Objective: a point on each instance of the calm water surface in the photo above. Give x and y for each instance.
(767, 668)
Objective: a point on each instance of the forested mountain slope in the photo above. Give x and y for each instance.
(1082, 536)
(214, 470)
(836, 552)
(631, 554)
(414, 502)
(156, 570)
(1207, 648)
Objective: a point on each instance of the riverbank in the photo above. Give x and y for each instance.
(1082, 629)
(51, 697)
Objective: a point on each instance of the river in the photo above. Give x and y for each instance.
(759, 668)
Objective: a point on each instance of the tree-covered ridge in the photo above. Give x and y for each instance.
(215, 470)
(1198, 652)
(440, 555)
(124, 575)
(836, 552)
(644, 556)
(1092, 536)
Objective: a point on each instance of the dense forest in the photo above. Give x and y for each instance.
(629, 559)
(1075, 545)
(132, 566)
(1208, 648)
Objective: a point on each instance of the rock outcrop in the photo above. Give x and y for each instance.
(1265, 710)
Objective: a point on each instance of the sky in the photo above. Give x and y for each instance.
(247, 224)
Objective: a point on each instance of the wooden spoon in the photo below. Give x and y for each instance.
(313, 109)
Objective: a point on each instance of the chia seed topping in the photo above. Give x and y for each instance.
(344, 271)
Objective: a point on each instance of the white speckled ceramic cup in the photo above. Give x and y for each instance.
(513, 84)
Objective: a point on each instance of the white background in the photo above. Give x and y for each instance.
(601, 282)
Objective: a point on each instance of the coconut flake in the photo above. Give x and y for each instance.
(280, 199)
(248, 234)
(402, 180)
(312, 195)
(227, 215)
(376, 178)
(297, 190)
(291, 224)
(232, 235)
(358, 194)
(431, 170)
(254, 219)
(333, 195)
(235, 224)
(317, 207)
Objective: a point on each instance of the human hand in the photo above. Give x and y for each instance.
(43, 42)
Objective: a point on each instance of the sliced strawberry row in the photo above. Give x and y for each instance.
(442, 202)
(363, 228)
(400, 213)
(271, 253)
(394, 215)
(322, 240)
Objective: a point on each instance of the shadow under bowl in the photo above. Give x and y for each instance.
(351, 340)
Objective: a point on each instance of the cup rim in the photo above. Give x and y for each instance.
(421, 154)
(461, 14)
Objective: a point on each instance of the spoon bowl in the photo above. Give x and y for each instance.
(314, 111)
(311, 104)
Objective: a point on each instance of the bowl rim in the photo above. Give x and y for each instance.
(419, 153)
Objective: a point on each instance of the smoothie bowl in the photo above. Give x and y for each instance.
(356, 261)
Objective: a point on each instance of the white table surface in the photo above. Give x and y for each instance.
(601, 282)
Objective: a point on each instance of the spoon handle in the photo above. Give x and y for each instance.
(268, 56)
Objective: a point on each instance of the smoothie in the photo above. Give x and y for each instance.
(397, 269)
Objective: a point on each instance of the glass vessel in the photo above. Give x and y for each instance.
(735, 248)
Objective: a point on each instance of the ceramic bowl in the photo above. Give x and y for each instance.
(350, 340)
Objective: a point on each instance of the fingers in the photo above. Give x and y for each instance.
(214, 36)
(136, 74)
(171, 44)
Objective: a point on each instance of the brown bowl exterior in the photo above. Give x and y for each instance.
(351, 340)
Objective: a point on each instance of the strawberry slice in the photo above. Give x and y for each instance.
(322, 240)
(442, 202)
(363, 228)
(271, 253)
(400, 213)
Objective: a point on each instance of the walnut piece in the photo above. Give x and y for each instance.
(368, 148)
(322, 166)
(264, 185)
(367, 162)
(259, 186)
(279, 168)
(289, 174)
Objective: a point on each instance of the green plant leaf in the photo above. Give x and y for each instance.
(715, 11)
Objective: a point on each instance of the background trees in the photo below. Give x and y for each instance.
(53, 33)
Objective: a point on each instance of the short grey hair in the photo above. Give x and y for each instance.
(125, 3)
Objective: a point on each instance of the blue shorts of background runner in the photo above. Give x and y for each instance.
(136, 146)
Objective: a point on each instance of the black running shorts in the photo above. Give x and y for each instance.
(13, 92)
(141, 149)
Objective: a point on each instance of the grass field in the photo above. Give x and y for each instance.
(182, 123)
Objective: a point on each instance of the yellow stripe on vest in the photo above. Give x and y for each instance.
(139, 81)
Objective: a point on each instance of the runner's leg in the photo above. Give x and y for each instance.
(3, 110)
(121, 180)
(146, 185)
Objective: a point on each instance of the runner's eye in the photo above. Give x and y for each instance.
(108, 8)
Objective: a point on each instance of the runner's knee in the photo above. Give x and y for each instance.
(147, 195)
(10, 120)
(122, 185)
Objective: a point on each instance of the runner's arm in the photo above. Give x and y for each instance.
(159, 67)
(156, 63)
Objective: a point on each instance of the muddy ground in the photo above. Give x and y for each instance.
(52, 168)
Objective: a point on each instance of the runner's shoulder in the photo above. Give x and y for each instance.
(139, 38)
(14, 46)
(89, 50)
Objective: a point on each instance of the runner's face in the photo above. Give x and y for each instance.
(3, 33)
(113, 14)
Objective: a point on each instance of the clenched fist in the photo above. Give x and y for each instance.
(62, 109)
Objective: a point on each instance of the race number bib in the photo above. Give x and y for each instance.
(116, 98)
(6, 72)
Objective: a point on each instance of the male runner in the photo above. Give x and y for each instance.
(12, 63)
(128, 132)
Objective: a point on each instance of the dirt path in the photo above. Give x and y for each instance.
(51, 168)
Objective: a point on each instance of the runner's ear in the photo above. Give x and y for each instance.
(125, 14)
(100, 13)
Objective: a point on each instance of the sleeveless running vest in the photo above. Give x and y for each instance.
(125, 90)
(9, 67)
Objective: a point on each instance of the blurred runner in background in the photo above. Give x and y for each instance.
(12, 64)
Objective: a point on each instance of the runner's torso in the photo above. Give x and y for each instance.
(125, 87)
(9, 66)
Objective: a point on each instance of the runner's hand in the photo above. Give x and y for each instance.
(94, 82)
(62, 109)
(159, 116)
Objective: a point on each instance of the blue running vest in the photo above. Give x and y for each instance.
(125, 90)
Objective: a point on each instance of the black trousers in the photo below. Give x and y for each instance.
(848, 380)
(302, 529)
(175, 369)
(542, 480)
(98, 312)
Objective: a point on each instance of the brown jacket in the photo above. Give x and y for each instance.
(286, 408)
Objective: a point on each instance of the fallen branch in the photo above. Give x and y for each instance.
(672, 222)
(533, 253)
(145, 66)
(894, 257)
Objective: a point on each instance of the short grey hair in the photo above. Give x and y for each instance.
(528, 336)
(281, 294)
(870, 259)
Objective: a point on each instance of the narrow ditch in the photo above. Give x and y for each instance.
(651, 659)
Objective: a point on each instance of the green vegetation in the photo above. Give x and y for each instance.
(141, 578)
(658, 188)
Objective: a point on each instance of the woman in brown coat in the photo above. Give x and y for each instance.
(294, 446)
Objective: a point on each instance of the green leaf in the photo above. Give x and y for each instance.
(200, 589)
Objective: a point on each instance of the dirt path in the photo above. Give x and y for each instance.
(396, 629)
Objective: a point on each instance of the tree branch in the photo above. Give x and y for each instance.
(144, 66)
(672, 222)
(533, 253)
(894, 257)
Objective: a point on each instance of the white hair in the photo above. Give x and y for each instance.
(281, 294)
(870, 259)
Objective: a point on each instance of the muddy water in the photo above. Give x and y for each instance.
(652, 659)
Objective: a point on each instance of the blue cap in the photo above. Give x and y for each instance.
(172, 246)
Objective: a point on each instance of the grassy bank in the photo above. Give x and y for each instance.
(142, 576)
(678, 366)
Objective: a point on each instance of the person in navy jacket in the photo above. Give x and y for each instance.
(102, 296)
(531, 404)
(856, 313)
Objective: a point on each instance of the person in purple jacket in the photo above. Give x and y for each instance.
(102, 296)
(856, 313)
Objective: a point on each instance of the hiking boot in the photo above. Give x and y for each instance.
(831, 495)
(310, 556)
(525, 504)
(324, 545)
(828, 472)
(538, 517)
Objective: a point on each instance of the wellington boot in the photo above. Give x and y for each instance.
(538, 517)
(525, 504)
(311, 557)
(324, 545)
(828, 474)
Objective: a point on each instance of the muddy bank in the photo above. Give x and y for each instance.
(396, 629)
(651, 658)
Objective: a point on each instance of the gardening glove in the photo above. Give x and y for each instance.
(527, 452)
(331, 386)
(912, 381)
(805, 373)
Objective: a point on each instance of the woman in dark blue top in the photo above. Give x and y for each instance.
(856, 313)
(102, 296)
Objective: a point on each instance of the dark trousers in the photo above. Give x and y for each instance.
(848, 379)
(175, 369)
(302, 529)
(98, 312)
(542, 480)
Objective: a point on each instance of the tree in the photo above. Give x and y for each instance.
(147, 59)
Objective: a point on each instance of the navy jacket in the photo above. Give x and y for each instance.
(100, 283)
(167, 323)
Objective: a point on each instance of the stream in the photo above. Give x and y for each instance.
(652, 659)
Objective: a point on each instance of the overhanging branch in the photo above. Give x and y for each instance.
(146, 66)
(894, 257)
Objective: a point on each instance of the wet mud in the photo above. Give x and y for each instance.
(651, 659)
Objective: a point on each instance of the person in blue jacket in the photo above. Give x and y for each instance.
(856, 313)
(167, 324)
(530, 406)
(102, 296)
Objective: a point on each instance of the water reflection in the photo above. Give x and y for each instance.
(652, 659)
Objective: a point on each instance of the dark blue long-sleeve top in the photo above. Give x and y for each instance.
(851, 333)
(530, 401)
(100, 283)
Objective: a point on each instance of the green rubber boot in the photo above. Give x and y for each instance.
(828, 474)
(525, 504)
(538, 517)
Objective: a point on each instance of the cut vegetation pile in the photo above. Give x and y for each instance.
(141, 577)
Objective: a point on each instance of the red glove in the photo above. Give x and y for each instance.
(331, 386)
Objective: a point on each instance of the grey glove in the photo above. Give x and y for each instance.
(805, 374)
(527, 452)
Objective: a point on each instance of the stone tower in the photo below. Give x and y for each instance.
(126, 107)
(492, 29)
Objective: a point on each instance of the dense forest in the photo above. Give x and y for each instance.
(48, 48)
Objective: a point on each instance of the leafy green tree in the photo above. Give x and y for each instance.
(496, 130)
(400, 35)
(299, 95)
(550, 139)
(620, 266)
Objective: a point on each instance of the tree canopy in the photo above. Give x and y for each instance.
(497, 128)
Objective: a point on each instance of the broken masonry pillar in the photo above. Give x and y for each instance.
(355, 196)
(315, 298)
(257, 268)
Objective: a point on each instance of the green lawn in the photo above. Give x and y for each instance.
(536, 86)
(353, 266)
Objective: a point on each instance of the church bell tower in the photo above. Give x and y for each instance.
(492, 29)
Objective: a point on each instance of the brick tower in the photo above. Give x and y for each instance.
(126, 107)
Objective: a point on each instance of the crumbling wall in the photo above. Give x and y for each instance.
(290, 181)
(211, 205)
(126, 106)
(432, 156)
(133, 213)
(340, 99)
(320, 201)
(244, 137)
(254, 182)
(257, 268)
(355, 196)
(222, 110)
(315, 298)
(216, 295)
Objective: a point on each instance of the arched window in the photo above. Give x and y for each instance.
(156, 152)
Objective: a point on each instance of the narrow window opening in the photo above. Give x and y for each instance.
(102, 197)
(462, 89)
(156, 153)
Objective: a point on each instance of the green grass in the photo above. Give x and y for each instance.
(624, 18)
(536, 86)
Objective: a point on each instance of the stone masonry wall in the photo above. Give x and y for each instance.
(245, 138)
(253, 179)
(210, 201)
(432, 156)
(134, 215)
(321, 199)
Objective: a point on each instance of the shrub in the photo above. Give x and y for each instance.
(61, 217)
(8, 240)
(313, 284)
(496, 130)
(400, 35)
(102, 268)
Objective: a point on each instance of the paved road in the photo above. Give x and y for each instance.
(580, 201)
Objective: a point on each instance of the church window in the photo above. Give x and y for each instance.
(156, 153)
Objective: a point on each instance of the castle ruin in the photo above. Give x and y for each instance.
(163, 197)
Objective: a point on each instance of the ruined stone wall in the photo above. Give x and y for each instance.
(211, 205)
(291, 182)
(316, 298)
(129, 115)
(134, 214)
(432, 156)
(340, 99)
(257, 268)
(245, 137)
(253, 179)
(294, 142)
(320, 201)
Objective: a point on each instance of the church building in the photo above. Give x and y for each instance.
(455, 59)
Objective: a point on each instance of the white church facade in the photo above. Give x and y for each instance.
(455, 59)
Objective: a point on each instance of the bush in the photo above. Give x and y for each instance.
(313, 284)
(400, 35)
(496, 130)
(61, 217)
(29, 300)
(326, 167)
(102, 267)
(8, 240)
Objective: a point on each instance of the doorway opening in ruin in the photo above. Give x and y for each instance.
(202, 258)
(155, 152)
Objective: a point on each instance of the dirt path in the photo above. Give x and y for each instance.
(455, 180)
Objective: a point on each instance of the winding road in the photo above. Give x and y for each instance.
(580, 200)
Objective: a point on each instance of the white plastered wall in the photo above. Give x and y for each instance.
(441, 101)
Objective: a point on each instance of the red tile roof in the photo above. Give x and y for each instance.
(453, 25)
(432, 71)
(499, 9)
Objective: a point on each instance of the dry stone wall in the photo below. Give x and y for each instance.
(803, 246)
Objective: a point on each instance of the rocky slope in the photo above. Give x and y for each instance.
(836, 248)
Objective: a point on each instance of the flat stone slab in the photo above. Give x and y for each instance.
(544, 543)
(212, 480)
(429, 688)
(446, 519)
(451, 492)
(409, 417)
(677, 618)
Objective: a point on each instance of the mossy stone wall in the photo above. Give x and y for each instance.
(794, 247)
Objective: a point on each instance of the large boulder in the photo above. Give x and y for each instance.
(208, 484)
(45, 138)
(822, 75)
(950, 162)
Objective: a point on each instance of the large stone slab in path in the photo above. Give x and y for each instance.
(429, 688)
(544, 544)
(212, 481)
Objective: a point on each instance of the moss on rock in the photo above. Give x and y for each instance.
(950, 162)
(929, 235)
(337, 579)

--------------------------------------------------

Please rewrite the stretch from the line containing "Objective: a point on each instance of the large boulder" through the end of the records, changing "instance" to "occurrence" everywhere and leaving everything else unchanged.

Objective: a point on each occurrence of the large boulder in the photo above. Give x and y for each occurrence.
(208, 484)
(45, 138)
(822, 75)
(950, 162)
Objective: a point on each occurrence of the large stone slab in path in the photo above. Give x and y for each occurrence.
(429, 688)
(544, 544)
(212, 481)
Objective: a point on each occurrence of the moss on rock in the photo above. Give x and y for each occurrence.
(950, 162)
(929, 235)
(337, 579)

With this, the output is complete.